**Task prompt:** Omit the pictures. Transcribe exactly the lines below, from the one with "Place a point on every instance of the cupped" up to and including the last.

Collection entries
[Start of section]

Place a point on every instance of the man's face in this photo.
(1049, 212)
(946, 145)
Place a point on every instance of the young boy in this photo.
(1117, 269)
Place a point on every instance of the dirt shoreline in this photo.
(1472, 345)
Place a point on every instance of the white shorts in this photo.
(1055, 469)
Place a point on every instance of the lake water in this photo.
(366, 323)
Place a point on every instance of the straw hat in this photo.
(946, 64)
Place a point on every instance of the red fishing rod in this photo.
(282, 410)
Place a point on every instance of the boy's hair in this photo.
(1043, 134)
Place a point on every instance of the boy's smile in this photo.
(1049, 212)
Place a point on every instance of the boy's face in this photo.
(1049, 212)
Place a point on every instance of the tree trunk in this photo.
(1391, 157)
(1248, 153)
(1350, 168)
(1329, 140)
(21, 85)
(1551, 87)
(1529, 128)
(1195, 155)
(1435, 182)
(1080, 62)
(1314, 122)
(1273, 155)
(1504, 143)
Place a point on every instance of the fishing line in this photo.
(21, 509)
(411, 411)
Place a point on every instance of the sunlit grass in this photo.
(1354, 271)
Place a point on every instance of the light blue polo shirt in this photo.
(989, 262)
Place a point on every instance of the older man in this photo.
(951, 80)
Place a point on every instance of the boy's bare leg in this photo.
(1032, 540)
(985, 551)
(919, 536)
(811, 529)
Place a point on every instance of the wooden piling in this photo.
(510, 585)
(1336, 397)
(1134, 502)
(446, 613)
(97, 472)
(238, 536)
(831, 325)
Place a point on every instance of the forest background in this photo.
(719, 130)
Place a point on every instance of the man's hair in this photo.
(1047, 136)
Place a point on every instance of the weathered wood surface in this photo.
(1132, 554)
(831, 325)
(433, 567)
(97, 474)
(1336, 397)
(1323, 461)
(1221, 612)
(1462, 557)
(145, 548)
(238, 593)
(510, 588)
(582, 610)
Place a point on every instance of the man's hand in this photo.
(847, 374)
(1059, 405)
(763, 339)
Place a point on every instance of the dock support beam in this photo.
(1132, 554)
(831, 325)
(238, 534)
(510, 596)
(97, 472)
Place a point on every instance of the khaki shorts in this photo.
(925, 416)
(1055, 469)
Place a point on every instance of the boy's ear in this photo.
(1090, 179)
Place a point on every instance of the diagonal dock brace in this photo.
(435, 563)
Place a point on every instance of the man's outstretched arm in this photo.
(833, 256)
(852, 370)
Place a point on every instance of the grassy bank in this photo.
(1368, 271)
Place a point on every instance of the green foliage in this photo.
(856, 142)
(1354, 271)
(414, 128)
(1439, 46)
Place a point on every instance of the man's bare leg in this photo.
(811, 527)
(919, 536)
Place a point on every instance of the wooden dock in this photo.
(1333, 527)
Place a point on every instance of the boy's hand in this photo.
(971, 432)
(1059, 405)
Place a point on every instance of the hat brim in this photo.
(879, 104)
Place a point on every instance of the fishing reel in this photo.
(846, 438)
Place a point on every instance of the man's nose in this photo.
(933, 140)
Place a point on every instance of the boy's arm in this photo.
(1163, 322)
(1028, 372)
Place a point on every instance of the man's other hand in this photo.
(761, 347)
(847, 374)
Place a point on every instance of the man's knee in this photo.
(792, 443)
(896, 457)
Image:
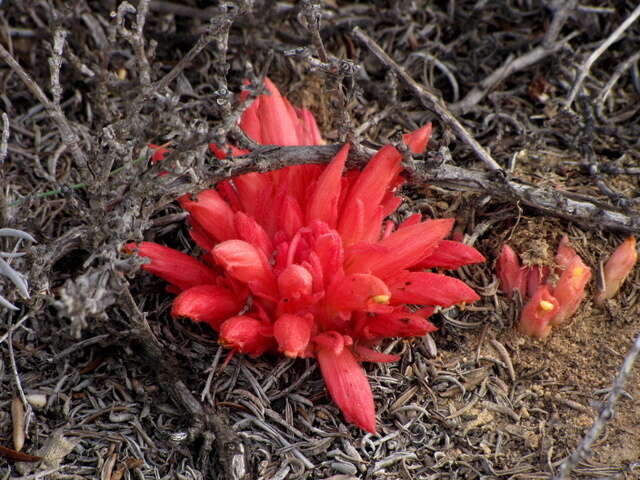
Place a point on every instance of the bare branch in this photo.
(430, 100)
(578, 209)
(586, 66)
(606, 413)
(4, 138)
(67, 133)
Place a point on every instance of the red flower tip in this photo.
(565, 254)
(570, 290)
(295, 282)
(510, 272)
(207, 303)
(348, 385)
(425, 288)
(246, 263)
(359, 291)
(212, 213)
(536, 315)
(293, 333)
(247, 335)
(618, 268)
(451, 255)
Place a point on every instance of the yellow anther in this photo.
(381, 298)
(546, 306)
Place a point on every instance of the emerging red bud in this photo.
(535, 319)
(510, 272)
(618, 268)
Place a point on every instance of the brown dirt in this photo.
(452, 408)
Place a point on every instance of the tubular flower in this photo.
(549, 305)
(302, 261)
(618, 268)
(536, 316)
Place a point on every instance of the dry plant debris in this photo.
(535, 108)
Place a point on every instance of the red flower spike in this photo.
(247, 335)
(424, 288)
(570, 290)
(212, 213)
(245, 262)
(451, 255)
(207, 303)
(367, 193)
(175, 267)
(348, 385)
(510, 272)
(358, 291)
(397, 324)
(536, 315)
(310, 251)
(402, 249)
(323, 204)
(251, 231)
(295, 282)
(293, 333)
(618, 268)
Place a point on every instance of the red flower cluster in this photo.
(302, 261)
(548, 306)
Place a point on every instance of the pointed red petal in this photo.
(397, 324)
(310, 133)
(212, 213)
(291, 217)
(369, 189)
(200, 235)
(278, 120)
(348, 385)
(254, 191)
(451, 255)
(323, 204)
(618, 268)
(250, 122)
(536, 315)
(252, 232)
(247, 335)
(510, 272)
(424, 288)
(175, 267)
(358, 291)
(404, 248)
(329, 249)
(246, 263)
(570, 290)
(207, 303)
(293, 333)
(364, 354)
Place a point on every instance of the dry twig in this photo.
(606, 414)
(586, 66)
(429, 100)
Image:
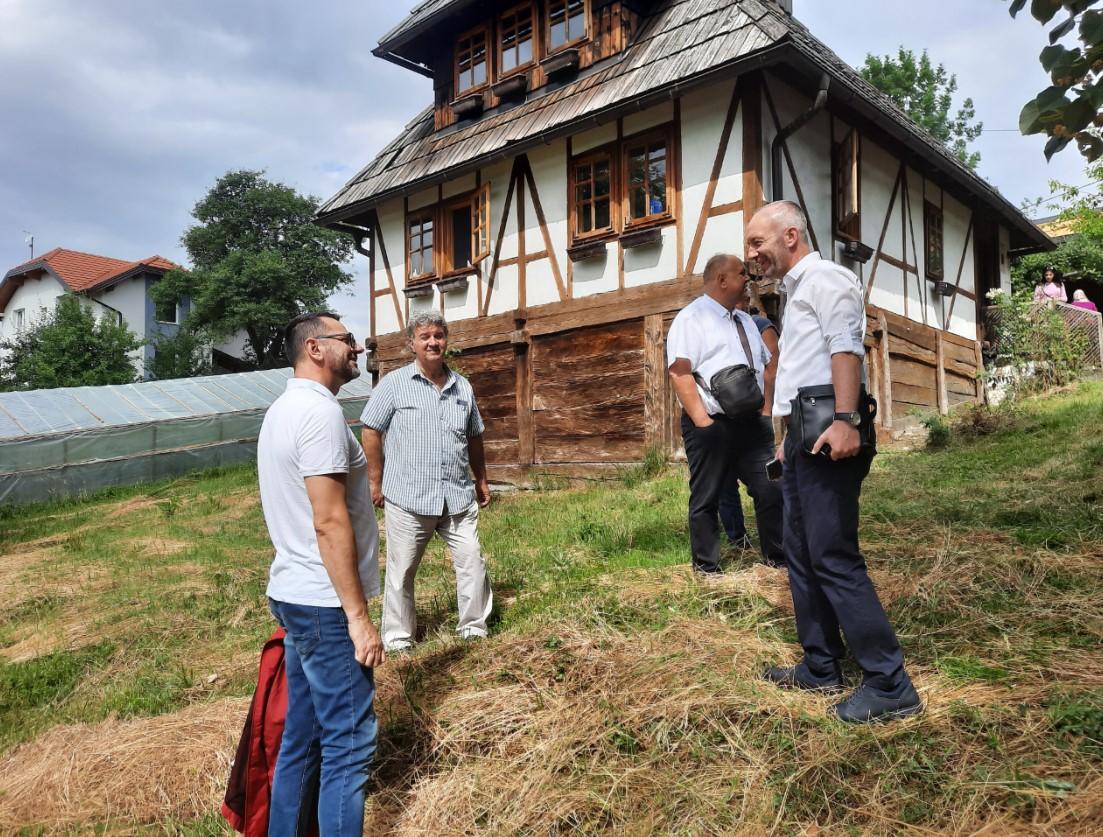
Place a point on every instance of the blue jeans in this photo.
(329, 736)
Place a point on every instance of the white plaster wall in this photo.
(599, 136)
(35, 297)
(644, 119)
(703, 115)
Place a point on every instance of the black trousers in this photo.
(832, 590)
(742, 446)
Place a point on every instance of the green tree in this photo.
(257, 260)
(925, 93)
(70, 346)
(182, 355)
(1071, 108)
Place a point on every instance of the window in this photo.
(847, 188)
(515, 39)
(592, 194)
(419, 245)
(932, 237)
(471, 61)
(166, 312)
(622, 185)
(566, 22)
(645, 178)
(462, 237)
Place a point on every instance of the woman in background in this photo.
(1051, 287)
(1080, 300)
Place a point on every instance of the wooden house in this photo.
(582, 159)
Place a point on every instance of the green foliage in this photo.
(70, 346)
(925, 94)
(182, 355)
(1071, 108)
(257, 260)
(1035, 342)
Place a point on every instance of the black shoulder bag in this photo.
(736, 387)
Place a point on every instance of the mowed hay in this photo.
(142, 770)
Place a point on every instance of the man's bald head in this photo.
(778, 238)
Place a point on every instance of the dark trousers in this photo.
(743, 447)
(832, 590)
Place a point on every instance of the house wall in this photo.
(567, 357)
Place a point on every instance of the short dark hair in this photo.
(300, 329)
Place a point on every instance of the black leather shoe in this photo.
(800, 677)
(865, 706)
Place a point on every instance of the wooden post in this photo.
(886, 406)
(940, 360)
(654, 383)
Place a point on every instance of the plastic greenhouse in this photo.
(60, 442)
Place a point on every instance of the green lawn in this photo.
(616, 693)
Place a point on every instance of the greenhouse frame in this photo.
(76, 440)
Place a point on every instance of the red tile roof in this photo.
(84, 271)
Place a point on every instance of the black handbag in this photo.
(736, 387)
(814, 411)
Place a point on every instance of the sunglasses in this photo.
(347, 339)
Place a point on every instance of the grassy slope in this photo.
(616, 693)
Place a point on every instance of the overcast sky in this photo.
(116, 116)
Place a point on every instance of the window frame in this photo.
(646, 137)
(847, 154)
(499, 35)
(611, 153)
(587, 13)
(932, 212)
(426, 213)
(484, 29)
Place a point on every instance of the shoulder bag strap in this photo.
(742, 339)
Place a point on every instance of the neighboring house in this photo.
(113, 287)
(580, 162)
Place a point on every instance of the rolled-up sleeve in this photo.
(842, 317)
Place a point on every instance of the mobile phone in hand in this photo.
(773, 469)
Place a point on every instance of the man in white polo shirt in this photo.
(707, 335)
(318, 506)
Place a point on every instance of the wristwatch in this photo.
(854, 419)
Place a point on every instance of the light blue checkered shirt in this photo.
(426, 450)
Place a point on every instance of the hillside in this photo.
(616, 693)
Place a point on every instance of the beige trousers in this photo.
(408, 535)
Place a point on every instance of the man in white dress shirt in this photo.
(822, 342)
(707, 335)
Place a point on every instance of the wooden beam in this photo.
(386, 267)
(721, 151)
(886, 406)
(654, 382)
(501, 238)
(940, 366)
(792, 169)
(961, 269)
(880, 243)
(548, 249)
(726, 208)
(753, 196)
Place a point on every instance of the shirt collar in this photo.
(799, 269)
(308, 384)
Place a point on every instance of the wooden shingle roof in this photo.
(679, 44)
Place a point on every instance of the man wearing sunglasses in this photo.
(317, 503)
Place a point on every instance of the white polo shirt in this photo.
(304, 435)
(825, 314)
(705, 334)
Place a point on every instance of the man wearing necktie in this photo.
(707, 335)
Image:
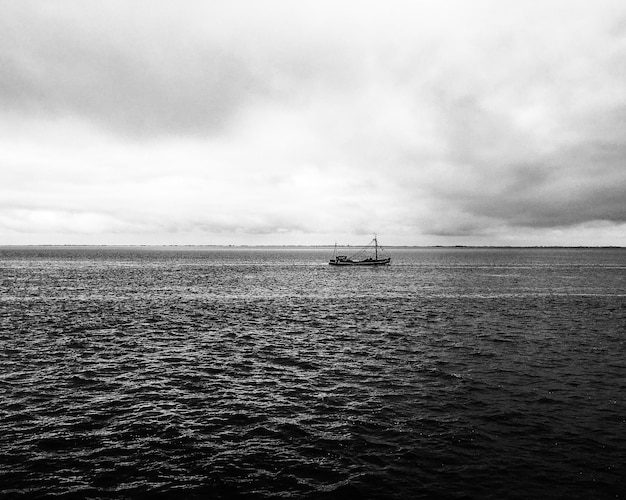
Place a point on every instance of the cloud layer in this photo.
(281, 122)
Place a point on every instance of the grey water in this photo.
(201, 372)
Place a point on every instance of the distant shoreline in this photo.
(469, 247)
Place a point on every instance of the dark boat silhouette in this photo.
(359, 259)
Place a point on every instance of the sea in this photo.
(243, 372)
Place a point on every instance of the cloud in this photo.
(482, 121)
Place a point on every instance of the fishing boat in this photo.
(363, 257)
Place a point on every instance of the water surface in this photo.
(265, 373)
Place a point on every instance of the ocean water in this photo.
(148, 372)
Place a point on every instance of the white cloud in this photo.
(446, 122)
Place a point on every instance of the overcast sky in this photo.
(310, 122)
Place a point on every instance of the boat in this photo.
(361, 258)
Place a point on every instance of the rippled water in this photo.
(216, 373)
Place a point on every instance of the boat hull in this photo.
(372, 262)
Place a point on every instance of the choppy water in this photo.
(207, 373)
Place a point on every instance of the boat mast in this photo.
(376, 246)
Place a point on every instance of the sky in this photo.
(483, 122)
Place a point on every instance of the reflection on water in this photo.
(465, 373)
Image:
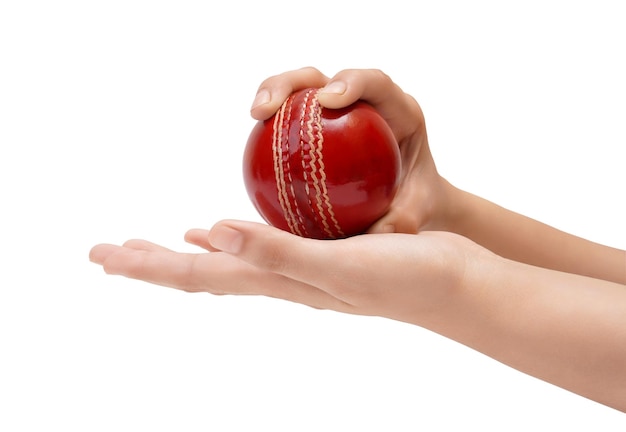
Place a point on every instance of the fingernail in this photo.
(335, 87)
(226, 239)
(262, 97)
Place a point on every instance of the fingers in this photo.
(400, 110)
(199, 237)
(276, 251)
(215, 273)
(275, 90)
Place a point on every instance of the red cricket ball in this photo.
(321, 173)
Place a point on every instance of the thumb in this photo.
(272, 249)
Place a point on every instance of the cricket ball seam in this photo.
(315, 135)
(278, 143)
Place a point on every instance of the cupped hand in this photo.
(398, 276)
(421, 199)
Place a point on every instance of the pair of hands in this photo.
(390, 272)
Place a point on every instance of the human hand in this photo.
(403, 277)
(420, 202)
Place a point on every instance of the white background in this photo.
(124, 119)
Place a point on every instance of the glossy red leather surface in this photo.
(321, 173)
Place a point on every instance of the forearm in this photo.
(523, 239)
(565, 329)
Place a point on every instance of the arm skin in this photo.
(526, 240)
(566, 329)
(545, 302)
(425, 200)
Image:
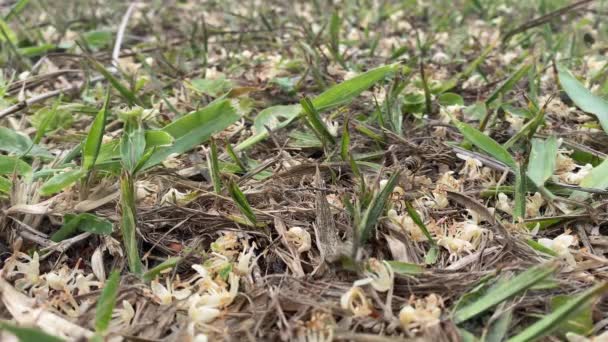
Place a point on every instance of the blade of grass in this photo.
(504, 291)
(541, 163)
(92, 144)
(486, 144)
(195, 128)
(315, 121)
(519, 207)
(214, 167)
(583, 98)
(550, 322)
(106, 303)
(241, 202)
(84, 222)
(337, 95)
(129, 222)
(155, 271)
(376, 208)
(433, 253)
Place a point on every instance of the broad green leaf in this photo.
(241, 202)
(376, 208)
(275, 117)
(337, 95)
(315, 121)
(596, 179)
(98, 39)
(485, 143)
(158, 139)
(5, 185)
(195, 128)
(92, 144)
(541, 163)
(15, 143)
(582, 97)
(106, 303)
(554, 320)
(82, 222)
(155, 271)
(28, 334)
(132, 146)
(504, 291)
(344, 92)
(10, 165)
(61, 181)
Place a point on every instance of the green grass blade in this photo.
(541, 163)
(241, 202)
(550, 322)
(106, 303)
(29, 334)
(582, 97)
(155, 271)
(504, 291)
(61, 181)
(344, 92)
(509, 83)
(519, 207)
(376, 208)
(129, 223)
(337, 95)
(315, 120)
(195, 128)
(401, 267)
(158, 139)
(235, 157)
(486, 144)
(214, 168)
(92, 144)
(84, 222)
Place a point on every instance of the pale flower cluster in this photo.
(421, 313)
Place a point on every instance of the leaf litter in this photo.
(271, 171)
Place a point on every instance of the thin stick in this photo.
(120, 34)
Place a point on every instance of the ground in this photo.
(309, 171)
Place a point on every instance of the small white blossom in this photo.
(355, 301)
(299, 238)
(421, 313)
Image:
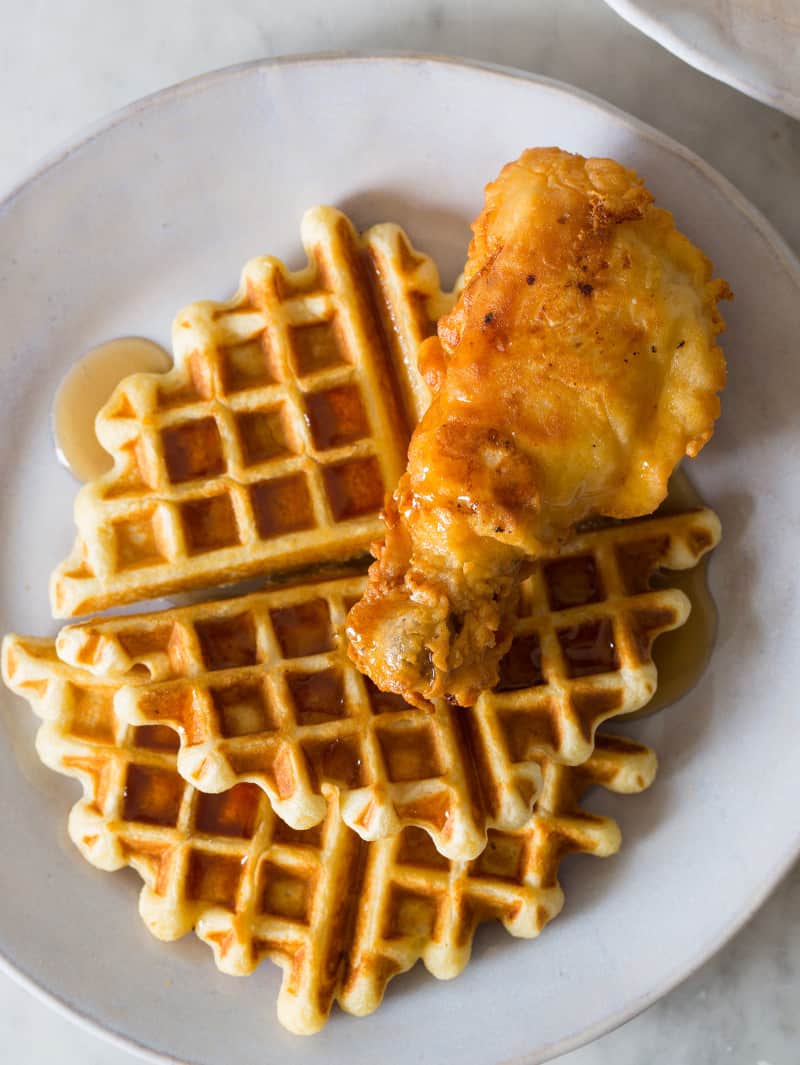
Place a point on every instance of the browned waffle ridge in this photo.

[End of section]

**Task response:**
Place a point on every instance of the cupped hand in this photo.
(398, 276)
(421, 199)
Place a point on every instance of the pair of hands in this photo.
(390, 272)
Place a point on every instance of the human hand in this photo.
(403, 277)
(420, 202)
Place a point on every instance of the white background in this photo.
(124, 119)
Place a point on every instance of the glossy red leather surface in this photo.
(321, 173)
Place a point on every instance of the forearm in this photo.
(523, 239)
(565, 329)
Place a point on every instance of the arm skin in this photo.
(526, 240)
(566, 329)
(545, 302)
(425, 200)
Image:
Place a point on every instance of the blade of grass in this photo.
(504, 291)
(541, 163)
(92, 144)
(486, 144)
(195, 128)
(315, 121)
(519, 207)
(214, 167)
(583, 98)
(550, 322)
(106, 303)
(241, 202)
(84, 222)
(337, 95)
(129, 222)
(155, 271)
(376, 208)
(433, 253)
Place a point on every instance of the broad green leaf in this photo.
(241, 202)
(376, 208)
(275, 117)
(337, 95)
(315, 121)
(596, 179)
(98, 39)
(485, 143)
(158, 139)
(5, 185)
(195, 128)
(92, 144)
(541, 163)
(15, 143)
(582, 97)
(106, 303)
(554, 320)
(82, 222)
(155, 271)
(28, 334)
(132, 146)
(504, 291)
(344, 92)
(10, 165)
(61, 181)
Place a point on every instance of the green grass blade in this photo.
(541, 163)
(241, 202)
(550, 322)
(106, 303)
(29, 334)
(582, 97)
(155, 271)
(504, 291)
(61, 181)
(344, 92)
(509, 83)
(519, 207)
(376, 208)
(129, 223)
(337, 95)
(315, 120)
(195, 128)
(401, 267)
(158, 139)
(235, 157)
(486, 144)
(214, 168)
(92, 144)
(84, 222)
Place a point on every instance of the pale flower cluster in this photo.
(421, 313)
Place a point on every instance of the leaf litter in this photo.
(271, 171)
Place a point on every instance of the thin stick in this photo.
(120, 34)
Place a point on every instance of the ground in this photo.
(309, 171)
Place a point on every instance of the small white blossom in this photo.
(355, 301)
(299, 238)
(421, 313)
Image:
Place a point on every instance of the browned waffle ridge in this photo.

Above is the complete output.